§ **Items from a data source**:
* Begin *
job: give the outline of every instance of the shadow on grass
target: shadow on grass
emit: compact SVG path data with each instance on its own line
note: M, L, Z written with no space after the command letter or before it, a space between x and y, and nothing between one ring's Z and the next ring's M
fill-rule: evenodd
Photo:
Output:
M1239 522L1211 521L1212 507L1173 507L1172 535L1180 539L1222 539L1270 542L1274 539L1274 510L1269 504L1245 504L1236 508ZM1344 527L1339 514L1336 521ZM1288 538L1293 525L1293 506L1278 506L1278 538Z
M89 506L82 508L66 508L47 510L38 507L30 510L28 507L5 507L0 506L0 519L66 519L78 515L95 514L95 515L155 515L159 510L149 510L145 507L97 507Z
* End *
§ **Task prompt**:
Return every line of the items above that contains the word "grass", matching case exactly.

§ **Written solution**:
job: give the outline of every instance of the shadow on grass
target: shadow on grass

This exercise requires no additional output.